## Begin

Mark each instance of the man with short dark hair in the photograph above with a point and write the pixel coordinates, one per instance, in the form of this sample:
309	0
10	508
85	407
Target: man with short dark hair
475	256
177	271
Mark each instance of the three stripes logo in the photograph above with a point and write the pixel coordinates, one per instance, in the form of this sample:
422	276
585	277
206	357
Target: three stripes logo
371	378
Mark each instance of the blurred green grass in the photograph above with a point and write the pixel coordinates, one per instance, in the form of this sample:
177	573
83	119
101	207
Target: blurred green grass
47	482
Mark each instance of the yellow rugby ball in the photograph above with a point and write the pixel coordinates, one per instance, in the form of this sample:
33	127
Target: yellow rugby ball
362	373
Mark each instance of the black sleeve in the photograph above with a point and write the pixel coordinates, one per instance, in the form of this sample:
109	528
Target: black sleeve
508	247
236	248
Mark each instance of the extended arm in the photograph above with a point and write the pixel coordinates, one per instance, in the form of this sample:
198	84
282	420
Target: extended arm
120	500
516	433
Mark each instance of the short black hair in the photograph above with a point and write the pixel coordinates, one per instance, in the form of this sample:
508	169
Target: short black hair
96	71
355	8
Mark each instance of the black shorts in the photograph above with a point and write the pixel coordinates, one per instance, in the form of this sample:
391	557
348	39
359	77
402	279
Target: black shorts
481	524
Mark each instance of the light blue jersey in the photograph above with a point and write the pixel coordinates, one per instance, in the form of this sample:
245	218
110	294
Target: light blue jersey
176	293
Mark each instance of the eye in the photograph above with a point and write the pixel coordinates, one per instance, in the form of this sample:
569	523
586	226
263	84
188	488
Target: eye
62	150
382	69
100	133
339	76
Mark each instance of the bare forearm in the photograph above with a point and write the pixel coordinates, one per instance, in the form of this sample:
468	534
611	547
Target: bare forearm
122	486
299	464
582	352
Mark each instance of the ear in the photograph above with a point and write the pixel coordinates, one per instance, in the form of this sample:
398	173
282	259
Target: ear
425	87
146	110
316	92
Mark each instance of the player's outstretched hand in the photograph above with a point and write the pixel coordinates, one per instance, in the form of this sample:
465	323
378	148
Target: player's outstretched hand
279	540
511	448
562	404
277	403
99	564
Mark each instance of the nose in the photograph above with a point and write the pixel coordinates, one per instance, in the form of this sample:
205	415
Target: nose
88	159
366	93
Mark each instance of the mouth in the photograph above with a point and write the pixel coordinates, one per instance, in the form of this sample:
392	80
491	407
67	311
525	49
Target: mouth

## End

Reproduce all of the entries above word for word, line by line, without changing any text or numbers.

Mark each instance of the man with short dark hair in the photograph above with a point and write the pixel coordinates, one per instance, in the form of this sample:
309	0
10	508
85	407
Target: man with short dark hair
475	256
177	271
Mark each instance of the three stripes logo in the photograph above with a point and write the pixel coordinates, one per instance, in the form of this sample:
422	276
585	277
206	357
Target: three stripes logo
371	378
Mark each instance of the blurred green grass in the photograph above with a point and write the pixel coordinates, one per instance, in the form of this sample:
177	573
83	119
101	207
Target: blurred green grass
47	482
Mark each instance of the yellow rugby ball in the photograph above with a point and write the pixel coordinates, one per instance, in the form of this sample:
33	127
Target: yellow rugby ball
362	373
Mark each instance of the black sleeve in the photograph above with a point and write the pixel coordinates, one per instance, in the form of this sample:
109	528
Target: black sleeve
508	247
236	248
Mark each instance of the extended arm in the photograph above with a point and write the pixel coordinates, one per instance, in the form of this sample:
198	84
282	420
Target: extended arm
120	500
516	433
Mark each instance of the short black hair in the photograph above with a point and write the pixel coordinates, one per instance, in the form of this sample:
508	169
Target: short black hair
96	71
355	8
Mark each instance of the black shorts in the photograph above with a point and write the pixel coordinates, one per instance, in the form of this sample:
391	557
348	39
359	77
402	279
Target: black shorts
481	524
Mark each instance of the light blue jersey in the photograph above with a point and write the pixel coordinates, one per instance, in the form of this sample:
245	218
110	294
Target: light blue jersey
176	293
Mark each instance of the eye in the photograph above with a point and write the pixel coordinates, one per instance, in the form of this sample:
569	523
586	226
263	84
188	488
Target: eye
62	150
382	69
100	133
339	76
Mark each instance of the bare forearm in the photograph above with a point and write the pixel coordinates, one per instance, in the form of this sample:
468	534
611	547
Target: bare forearm
122	486
299	464
582	352
Mark each instance of the ear in the photograph above with a point and write the pixel coordinates, one per instance, in the form of this sample:
398	173
282	259
Target: ear
425	87
146	110
316	92
Mark each instance of the player's outstretched hand in the photograph above with a point and write the pixel coordinates, one per instance, in the form of this sample:
465	323
378	148
Target: player's outstretched hand
279	540
511	448
562	404
277	403
99	564
Mark each instance of the nose in the photograph above with a point and write the pixel coordinates, one per instance, in the form of this sample:
205	415
Target: nose
88	159
366	93
Mark each instance of the mouth in the photograph above with a point and write the pixel coordinates, one per instance, in the form of this sample:
392	80
491	407
67	311
525	49
Target: mouth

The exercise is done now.